Reproduce the article about Al Murray's Pub Landlord tour word for word, in full.

■ Excerpted text ■
————————
FOR more than 20 years the Pub Landlord has been regaling audiences with his views on every subject under the sun.
Now Al Murray is heading back out on the road with his great comic creation on a tour which comes to Blackburn’s King George’s Hall next Sunday. And he’s delighted to be able to have the opportunity.
“When all the Covid issues started I said to myself I’ve been doing this a long time and I’ve had a good run, I’ll be all right. I thought that perhaps I’d grown up and I didn’t need an audience - you can see where this is going can’t you?
“Somehow I got through the first lockdown but that summer a friend of mine started putting on gigs in a pub garden and he asked me to do one. Basically I did half an hour and it blew my mind. It made me realise why I got into it in the first place. It also made me realise that the things I was taking for granted were the things I really missed when they were taken away from me for a while - that’s why it’s amazing to be back and I’ve realised how lucky I am.”
The Pub Landlord is a force to be reckoned with, opinionated, controversial and - in his opinion - always in the right. But does Al actually like the comic monster he has created?
————————
■ Supplied records ■
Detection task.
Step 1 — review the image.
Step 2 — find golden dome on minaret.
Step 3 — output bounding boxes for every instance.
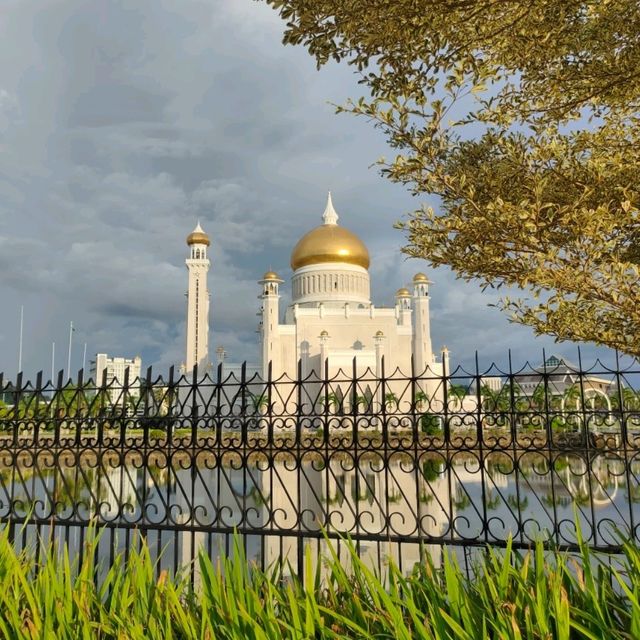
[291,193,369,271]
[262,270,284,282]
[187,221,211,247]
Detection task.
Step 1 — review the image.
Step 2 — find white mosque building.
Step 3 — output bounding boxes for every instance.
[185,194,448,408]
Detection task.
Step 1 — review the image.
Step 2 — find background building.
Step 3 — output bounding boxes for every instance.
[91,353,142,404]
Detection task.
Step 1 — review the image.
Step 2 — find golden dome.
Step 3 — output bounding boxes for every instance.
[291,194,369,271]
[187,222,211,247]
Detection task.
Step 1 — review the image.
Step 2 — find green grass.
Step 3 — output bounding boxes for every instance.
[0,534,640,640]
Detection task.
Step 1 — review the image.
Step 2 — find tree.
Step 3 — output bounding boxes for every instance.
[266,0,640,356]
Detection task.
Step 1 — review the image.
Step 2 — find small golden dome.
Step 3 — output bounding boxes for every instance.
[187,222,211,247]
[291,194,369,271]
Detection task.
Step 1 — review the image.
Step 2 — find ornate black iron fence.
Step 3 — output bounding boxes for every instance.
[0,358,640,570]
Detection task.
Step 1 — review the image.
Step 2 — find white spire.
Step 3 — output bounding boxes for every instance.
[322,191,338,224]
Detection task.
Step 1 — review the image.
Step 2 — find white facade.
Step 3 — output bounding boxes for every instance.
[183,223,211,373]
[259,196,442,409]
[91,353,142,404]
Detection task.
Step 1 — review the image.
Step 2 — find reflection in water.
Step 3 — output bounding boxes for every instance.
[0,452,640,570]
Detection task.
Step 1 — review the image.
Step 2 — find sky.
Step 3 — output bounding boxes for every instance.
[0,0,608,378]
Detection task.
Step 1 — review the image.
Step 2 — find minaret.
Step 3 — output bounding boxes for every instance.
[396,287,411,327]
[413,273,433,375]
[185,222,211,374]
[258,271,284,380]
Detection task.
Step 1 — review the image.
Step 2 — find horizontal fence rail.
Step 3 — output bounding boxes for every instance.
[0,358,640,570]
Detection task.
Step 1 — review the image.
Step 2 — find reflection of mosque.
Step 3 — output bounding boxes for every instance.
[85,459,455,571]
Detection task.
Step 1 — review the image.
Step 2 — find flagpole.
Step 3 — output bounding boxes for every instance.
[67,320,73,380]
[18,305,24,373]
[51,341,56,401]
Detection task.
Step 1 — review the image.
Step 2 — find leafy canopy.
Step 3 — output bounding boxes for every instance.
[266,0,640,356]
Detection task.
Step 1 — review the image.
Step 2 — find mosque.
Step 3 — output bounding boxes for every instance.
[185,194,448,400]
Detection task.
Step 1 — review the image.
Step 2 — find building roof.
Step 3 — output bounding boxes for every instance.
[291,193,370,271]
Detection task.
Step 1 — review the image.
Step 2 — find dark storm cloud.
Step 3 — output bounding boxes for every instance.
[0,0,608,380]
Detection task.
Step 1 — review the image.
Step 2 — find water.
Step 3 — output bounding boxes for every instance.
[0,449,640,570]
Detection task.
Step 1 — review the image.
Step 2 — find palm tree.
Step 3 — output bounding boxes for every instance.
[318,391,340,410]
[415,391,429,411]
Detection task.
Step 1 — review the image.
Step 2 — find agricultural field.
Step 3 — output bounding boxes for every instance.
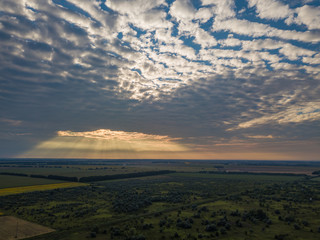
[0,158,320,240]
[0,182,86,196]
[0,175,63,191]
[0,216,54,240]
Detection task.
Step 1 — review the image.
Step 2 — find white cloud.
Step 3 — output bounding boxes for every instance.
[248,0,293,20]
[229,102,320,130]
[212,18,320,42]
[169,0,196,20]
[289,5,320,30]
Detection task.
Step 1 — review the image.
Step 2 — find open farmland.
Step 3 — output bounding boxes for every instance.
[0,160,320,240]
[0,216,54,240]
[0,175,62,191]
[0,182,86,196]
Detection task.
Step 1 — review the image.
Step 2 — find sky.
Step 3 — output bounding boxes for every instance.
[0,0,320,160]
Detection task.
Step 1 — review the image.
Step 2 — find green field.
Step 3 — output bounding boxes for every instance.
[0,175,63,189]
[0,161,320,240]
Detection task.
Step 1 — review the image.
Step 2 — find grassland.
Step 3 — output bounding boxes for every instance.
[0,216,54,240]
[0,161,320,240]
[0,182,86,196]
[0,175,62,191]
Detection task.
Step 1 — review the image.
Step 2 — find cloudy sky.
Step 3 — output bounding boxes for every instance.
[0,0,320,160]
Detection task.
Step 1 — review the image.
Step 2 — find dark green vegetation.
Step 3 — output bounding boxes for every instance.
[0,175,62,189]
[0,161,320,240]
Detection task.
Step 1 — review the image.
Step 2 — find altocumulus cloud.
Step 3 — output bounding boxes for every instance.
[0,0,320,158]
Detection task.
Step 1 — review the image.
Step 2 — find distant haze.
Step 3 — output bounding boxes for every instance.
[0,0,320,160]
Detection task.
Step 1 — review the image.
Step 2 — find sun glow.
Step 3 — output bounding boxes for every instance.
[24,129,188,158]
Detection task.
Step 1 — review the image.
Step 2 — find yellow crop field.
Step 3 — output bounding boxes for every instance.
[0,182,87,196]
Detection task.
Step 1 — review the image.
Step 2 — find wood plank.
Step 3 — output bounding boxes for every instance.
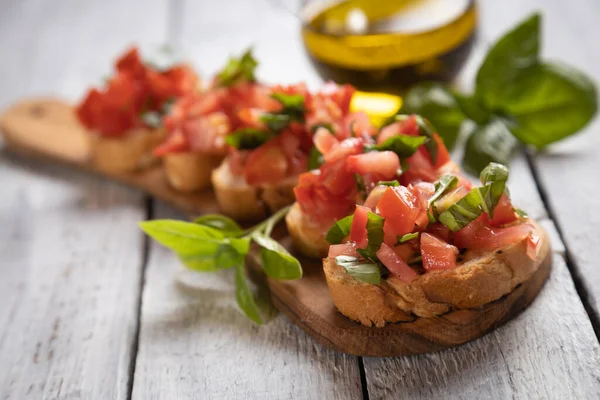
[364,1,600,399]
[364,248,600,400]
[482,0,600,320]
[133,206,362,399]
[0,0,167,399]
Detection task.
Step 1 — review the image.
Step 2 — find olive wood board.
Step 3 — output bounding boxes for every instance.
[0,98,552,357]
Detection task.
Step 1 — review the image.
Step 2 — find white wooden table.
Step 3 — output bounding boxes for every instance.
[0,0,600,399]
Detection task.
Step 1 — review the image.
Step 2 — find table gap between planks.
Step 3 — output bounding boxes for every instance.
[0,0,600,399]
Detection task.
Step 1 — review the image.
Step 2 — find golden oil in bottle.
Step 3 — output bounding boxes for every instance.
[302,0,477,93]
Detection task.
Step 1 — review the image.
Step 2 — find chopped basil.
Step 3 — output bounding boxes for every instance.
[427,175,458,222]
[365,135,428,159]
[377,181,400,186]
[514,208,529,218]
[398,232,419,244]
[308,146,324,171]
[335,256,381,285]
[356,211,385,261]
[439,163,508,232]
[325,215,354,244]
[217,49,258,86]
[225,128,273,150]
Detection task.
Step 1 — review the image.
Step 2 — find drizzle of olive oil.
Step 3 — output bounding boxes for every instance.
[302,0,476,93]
————————
■ Answer to this problem ■
FOR more than 20 years the Pub Landlord has been regaling audiences with his views on every subject under the sun.
Now Al Murray is heading back out on the road with his great comic creation on a tour which comes to Blackburn’s King George’s Hall next Sunday. And he’s delighted to be able to have the opportunity.
“When all the Covid issues started I said to myself I’ve been doing this a long time and I’ve had a good run, I’ll be all right. I thought that perhaps I’d grown up and I didn’t need an audience - you can see where this is going can’t you?
“Somehow I got through the first lockdown but that summer a friend of mine started putting on gigs in a pub garden and he asked me to do one. Basically I did half an hour and it blew my mind. It made me realise why I got into it in the first place. It also made me realise that the things I was taking for granted were the things I really missed when they were taken away from me for a while - that’s why it’s amazing to be back and I’ve realised how lucky I am.”
The Pub Landlord is a force to be reckoned with, opinionated, controversial and - in his opinion - always in the right. But does Al actually like the comic monster he has created?